YOUR INSTRUCTIONS — List every line in the listing below that contains the word "green", paying attention to case.

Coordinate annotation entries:
___

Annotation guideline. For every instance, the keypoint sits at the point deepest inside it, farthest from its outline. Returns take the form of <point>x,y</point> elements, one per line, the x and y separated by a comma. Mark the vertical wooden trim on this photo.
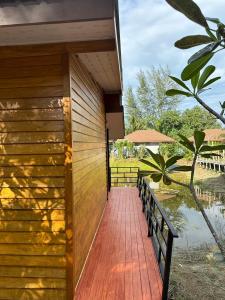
<point>68,177</point>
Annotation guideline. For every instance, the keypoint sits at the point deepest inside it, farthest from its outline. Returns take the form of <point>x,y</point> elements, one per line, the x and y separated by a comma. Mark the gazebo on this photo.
<point>150,138</point>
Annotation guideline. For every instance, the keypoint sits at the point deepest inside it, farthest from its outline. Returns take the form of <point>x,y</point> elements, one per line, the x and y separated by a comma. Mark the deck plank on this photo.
<point>122,263</point>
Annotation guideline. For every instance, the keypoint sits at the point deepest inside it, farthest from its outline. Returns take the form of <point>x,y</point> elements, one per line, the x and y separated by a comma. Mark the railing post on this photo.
<point>166,276</point>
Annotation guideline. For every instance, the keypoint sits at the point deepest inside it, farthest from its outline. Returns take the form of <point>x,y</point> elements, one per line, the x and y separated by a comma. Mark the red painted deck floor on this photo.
<point>122,263</point>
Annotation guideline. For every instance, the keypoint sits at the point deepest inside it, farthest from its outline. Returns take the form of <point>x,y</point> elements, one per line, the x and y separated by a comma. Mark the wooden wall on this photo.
<point>89,159</point>
<point>32,212</point>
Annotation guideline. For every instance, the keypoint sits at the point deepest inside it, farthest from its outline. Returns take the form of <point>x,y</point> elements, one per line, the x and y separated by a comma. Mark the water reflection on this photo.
<point>186,218</point>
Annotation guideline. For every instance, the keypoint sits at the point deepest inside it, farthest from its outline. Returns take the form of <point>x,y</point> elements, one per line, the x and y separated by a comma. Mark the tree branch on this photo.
<point>177,182</point>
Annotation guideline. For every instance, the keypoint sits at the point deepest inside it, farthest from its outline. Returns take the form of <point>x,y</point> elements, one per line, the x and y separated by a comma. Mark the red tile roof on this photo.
<point>148,136</point>
<point>213,135</point>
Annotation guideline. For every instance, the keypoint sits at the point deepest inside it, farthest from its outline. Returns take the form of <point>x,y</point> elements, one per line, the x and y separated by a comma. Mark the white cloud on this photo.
<point>149,29</point>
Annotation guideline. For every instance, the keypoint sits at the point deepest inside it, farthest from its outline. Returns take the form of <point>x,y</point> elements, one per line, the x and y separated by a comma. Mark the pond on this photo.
<point>187,219</point>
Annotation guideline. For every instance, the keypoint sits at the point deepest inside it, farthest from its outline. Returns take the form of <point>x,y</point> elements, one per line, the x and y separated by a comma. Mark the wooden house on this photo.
<point>60,90</point>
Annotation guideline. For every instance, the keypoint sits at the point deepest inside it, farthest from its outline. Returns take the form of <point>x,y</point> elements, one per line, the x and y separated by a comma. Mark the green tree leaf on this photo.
<point>201,53</point>
<point>172,160</point>
<point>190,9</point>
<point>182,169</point>
<point>199,137</point>
<point>173,92</point>
<point>209,70</point>
<point>181,83</point>
<point>150,164</point>
<point>210,155</point>
<point>186,143</point>
<point>156,177</point>
<point>194,67</point>
<point>166,180</point>
<point>193,41</point>
<point>213,20</point>
<point>211,81</point>
<point>194,80</point>
<point>207,148</point>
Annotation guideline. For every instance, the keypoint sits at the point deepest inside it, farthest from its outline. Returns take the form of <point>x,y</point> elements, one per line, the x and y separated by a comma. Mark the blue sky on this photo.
<point>149,29</point>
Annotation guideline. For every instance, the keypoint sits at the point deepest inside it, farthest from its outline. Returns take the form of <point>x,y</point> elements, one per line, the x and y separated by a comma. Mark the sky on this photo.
<point>149,29</point>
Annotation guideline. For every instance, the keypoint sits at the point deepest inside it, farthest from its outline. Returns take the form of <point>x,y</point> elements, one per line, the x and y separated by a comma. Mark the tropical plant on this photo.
<point>195,72</point>
<point>162,169</point>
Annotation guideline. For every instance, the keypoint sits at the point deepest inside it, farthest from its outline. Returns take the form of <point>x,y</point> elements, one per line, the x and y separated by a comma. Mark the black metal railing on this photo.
<point>124,176</point>
<point>160,230</point>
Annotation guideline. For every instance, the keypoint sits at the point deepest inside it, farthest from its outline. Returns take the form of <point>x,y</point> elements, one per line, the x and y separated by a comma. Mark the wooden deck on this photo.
<point>122,263</point>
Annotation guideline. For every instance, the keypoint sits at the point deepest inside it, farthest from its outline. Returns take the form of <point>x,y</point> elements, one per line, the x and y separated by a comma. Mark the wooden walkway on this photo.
<point>122,263</point>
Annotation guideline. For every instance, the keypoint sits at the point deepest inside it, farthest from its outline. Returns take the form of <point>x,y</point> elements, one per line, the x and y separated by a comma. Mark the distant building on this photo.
<point>150,138</point>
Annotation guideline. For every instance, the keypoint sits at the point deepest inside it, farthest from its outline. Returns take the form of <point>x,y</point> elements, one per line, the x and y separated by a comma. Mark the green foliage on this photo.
<point>199,80</point>
<point>192,41</point>
<point>141,152</point>
<point>193,68</point>
<point>161,168</point>
<point>191,10</point>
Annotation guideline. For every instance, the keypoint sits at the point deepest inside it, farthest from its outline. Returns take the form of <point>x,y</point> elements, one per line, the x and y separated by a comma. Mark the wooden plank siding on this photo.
<point>32,178</point>
<point>89,160</point>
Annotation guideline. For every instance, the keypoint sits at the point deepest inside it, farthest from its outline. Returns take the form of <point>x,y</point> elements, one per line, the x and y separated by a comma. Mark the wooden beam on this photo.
<point>57,48</point>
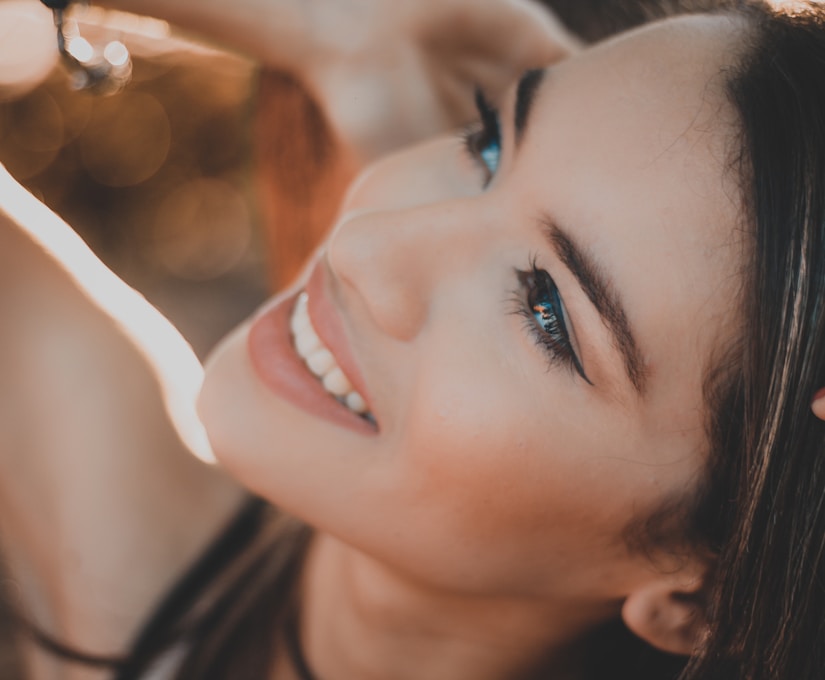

___

TASK ANSWER —
Annotation guideline. For every instance, the keypoint sits at the point deepest inside it, farthest from its outline. Returns take the form of <point>x,y</point> elements, one per line, the x and y separated by a comma. Mark the green tree leaf on this photo.
Annotation guideline. For every instance, the keypoint sits at the point deepest inside it, farthest from its outline. Returns take the form of <point>x,y</point> elements, one per line, the x and y separated by a comma. Mark the green foliage on this photo.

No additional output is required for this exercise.